SOAL UNTUK DIKERJAKAN
Lanjutkan tulisan opini tentang Kartini di bawah ini, mulai dari sesudah kalimat terakhirnya.

KUTIPAN TERPILIH

· · · ·

Opini
Oleh June Mellawati (Profesor Riset Badan Tenaga Nuklir Nasional-BATAN, Jakarta) pada hari Sabtu, 22 Apr 2017 - 19:57:53 WIB
Bagikan Berita ini :

Kartini Gunung Kendeng, Kartini Edisi Reformasi

4IMG_20170422_195306.jpg
June Mellawati (Profesor Riset Badan Tenaga Nuklir Nasional-BATAN, Jakarta) (Sumber foto : Istimewa )

Kartini adalah pembuat kisah. Sebuah kisah tentang pemikiran dan perjungan hidup. Kartini adalah sebuah identitas naratif yang menginspirasi banyak orang. Karena itu, kisah Kartini, pinjam istilah filsuf Paul Ricoeur, tidak berdiri sendiri. Kisah itu bertaut dengan kisah-kisah lain yang muncul sebelum, semasa, dan sesudah Kartini hidup. Itulah sebabnya, kisah hidup Kartini sangat inspiratif dan tidak lekang oleh zaman. Dan kini, karena kisah-kisah hidup dan perjuangannya, Kartini telah berubah menjadi sejarah. Kartini adalah sejarah itu sendiri.

Tak mudah memang memahami sejarah kepahlawanan Kartini. Bahkan seorang sejarawan terkenal, Prof. Dr. Harsja Bachtiar, pernah menggugatnya. Tulis Harsja, Kartini adalah kisah pahlawan yang dibesarkan Belanda. Harsja menilai, kepahlawanan Kartini dimunculkan karena surat-surat yang dikirimnya kepada orang-orang Belanda, yang nota bene teman-teman Kartini dan mereka penjajah. Harsya tampaknya lupa, pada masanya hidup seorang perempuan seperti Kartini sangat sulit. Belenggu tradisi dan adat priyayi, menutup semua akses untuk wanita yang ingin keluar dari kepungan budaya feodalisme.

Melalui surat-suratnya itulah, Si Trinil – panggilan akrab putri Raden Mas Adipati Ario Sosroningrat, Bupati Jepara ini – memberontak. Sebagai gadis Jawa yang ingin menguak dunia, Kartini memberikan inspirasi, bagaimana seharusnya wanita itu hidup. Wanita harus berpendidikan, kata Kartini, karena wanita-lah yang akan mendidik generasi. Tidak persoalan apakah wanita terdidik itu kelak hanya menjadi ibu rumah tangga atau hidup di bawah kungkungan tradisi feodalisme; yang jelas kaum wanita terdidik akan bisa membesarkan anak-anaknya dengan cara yang lebih baik dan educated untuk merubah masa depannya. Wanita-wanita terdidik, meski hanya ibu rumah tangga, tetap akan memberikan pencerahan dan inspirasi kepada keluarga sehingga keluarga itu akan maju. Dan itulah yang diinginkan Kartini.

· · · ·

CATATAN MENTAH
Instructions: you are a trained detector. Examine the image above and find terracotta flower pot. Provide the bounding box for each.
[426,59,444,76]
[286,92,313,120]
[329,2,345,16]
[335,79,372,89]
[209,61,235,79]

· · · ·

JAWABAN LATIHAN
Awalnya Kartini kalah. Si Trinil “dipaksa” secara tradisi menikah dengan pria pilihan ayahnya, Bupati Rembang K.R.M. Adipati Ario Singgih Djojo Adhiningrat. Ia tak bisa menolak. Tapi Kartini tetap ingin memperjuangkan idealismenya. Kesempatan menjadi raden ayu yang terhormat di mata perempuan Jawa, ia manfaatkan untuk mendidik ibu-ibu di sekitar rumahnya, membangun sekolah untuk anak-anak perempuan, dan terus menyadarkan kaumnya agar keluar dari kegelapan.

Lihat salah satu surat Kartini yang ditulis 6 November 1899 untuk temannya, Stella Zeehandelaar. Trinil menulis: “Jalan kehidupan gadis Jawa itu sudah dibatasi dan diatur menurut pola tertentu. Kami tidak boleh mempunyai cita-cita. Satu-satunya impian yang boleh kami kandung ialah, hari ini atau besok dijadikan istri yang kesekian dari seorang pria. Saya tantang siapa yang dapat membantah ini. Dalam masyarakat Jawa persetujuan pihak wanita tidak perlu. Ia juga tidak perlu hadir pada upacara akad nikah. Ayahku misalnya bisa saja hari ini memberi tahu padaku: Kau sudah kawin dengan si anu. Lalu aku harus ikut saja dengan suamiku. Atau aku juga bisa menolak, tetapi itu malahan memberi hak kepada suamiku untuk mengikat aku seumur hidup tanpa sesuatu kewajiban lagi terhadap aku. Aku akan tetap istrinya, juga jika aku tidak mau ikut. Jika ia tidak mau menceraikan aku, aku terikat kepadanya seumur hidup. Sedang ia sendiri bebas untuk berbuat apa saja terhadap aku. Ia boleh mengambil beberapa istri lagi jika ia mau tanpa menanyakan pendapatku. Dapatkah keadaan seperti ini dipertahankan, Stella?”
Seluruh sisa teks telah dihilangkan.